■ Source passage
= = = = = = =
For commodity prices in The West, there is only one direction, Up!
European and US markets under severe inflationary pressure
With the Russia-Ukraine war following Covid 19, global supply chains have been severely disrupted
The threat of civil strife looms over the Western world
Consumers across the UK and the USA should expect prices to continue rising. With inflation expected to peak at 10% in the UK at the end of the year, citizens should fear the impending doom precipitated by governments across the Western world. If the Covid crisis wasn't a spanner enough, the Russia-Ukraine war has posed fresh challenges for the ordinary masses in the Global North.
One of the primary causes for inflationary tendencies across European and US markets is the rise in food prices, especially dairy products. As per a CNN report, milk, cheese and eggs rose by a sharp 9.5% in the UK. Whole milk is now 12% dearer than what it was a year ago. In the US, wholesale milk prices shot up by a barely believable 38% and that of whole milk by 15%. While Covid disrupted global supply chains resulting in an initial inflationary push, the war in Ukraine has severely affected the supply of products such as wheat, fertilizer and fuel.
= = = = = = =
■ Provided records
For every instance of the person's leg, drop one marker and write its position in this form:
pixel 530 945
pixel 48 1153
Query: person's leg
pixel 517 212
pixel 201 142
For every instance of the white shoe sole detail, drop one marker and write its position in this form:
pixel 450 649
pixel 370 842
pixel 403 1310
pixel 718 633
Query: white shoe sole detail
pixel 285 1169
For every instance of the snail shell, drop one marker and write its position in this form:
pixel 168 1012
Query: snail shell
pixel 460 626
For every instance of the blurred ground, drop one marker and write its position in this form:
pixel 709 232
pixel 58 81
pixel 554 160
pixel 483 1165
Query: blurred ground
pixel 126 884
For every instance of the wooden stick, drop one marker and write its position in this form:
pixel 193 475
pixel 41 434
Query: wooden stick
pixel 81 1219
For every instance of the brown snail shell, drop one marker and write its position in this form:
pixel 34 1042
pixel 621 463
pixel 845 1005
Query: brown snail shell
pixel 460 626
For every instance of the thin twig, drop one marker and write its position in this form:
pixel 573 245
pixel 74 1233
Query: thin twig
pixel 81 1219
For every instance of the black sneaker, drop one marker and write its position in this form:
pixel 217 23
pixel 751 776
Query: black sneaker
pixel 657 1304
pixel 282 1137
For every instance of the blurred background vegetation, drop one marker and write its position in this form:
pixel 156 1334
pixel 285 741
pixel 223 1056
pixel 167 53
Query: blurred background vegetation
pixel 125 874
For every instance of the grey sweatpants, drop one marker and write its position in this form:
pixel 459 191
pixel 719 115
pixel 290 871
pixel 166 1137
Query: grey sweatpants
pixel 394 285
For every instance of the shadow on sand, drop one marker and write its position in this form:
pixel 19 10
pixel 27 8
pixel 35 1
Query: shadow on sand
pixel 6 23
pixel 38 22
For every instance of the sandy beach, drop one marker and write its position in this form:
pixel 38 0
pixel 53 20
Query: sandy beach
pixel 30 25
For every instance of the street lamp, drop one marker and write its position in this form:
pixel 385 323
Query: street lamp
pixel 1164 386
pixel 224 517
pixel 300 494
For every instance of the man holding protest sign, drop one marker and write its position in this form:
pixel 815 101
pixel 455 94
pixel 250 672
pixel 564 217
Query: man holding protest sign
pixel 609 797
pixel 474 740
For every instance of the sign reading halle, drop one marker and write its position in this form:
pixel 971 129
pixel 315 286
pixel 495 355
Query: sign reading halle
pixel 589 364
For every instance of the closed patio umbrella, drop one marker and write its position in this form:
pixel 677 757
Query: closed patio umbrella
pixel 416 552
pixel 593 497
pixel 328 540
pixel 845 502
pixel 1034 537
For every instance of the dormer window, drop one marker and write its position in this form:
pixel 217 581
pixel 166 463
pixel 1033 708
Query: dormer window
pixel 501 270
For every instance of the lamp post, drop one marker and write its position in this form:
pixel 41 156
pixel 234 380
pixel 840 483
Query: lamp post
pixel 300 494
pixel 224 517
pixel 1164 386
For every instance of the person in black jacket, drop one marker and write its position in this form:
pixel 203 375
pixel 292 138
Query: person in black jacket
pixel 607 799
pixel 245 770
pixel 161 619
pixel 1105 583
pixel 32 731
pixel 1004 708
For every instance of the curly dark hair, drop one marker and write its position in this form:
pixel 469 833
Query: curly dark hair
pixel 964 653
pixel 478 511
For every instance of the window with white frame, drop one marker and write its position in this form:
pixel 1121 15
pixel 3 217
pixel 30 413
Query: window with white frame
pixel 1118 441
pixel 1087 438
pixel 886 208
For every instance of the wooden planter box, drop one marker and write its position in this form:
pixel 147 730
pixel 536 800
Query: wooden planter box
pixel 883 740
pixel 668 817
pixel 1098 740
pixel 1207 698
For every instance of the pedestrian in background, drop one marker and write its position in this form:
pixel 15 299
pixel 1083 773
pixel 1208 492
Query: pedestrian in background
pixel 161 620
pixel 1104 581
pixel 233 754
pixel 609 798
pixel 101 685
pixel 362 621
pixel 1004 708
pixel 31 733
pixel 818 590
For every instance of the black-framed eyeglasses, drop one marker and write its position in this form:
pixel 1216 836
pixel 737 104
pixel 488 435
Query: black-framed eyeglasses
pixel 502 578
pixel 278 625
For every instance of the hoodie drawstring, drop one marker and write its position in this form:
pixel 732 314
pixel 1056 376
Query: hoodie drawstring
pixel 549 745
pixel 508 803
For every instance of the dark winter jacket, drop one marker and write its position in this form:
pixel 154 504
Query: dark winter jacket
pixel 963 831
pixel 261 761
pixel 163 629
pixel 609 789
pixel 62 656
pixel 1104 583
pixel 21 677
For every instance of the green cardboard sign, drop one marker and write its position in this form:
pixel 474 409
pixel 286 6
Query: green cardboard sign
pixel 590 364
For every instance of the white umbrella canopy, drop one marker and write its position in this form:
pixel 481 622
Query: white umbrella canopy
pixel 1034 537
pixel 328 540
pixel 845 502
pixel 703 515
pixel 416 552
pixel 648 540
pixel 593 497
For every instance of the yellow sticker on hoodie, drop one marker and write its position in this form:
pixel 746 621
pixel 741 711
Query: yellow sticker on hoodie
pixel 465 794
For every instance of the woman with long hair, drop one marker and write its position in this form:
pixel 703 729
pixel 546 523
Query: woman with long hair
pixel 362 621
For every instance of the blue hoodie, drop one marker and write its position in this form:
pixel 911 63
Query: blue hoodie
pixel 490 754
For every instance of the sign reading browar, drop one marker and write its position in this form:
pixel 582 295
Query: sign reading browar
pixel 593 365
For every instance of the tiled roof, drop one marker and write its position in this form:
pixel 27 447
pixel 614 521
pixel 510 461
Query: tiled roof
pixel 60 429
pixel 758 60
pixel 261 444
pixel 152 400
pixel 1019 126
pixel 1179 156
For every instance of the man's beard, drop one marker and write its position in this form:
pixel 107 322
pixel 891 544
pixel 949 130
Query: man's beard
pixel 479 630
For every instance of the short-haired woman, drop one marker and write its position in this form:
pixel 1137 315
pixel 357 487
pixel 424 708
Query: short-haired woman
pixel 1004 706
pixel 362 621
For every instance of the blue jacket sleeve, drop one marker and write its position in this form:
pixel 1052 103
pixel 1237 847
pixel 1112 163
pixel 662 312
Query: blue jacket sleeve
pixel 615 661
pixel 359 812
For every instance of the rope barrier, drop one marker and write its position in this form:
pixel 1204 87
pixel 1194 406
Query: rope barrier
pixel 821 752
= = = = = = =
■ Directions
Reproduce the text of the article on rising commodity prices between "For commodity prices" and "the Global North.", inclusive.

■ Answer to this exercise
For commodity prices in The West, there is only one direction, Up!
European and US markets under severe inflationary pressure
With the Russia-Ukraine war following Covid 19, global supply chains have been severely disrupted
The threat of civil strife looms over the Western world
Consumers across the UK and the USA should expect prices to continue rising. With inflation expected to peak at 10% in the UK at the end of the year, citizens should fear the impending doom precipitated by governments across the Western world. If the Covid crisis wasn't a spanner enough, the Russia-Ukraine war has posed fresh challenges for the ordinary masses in the Global North.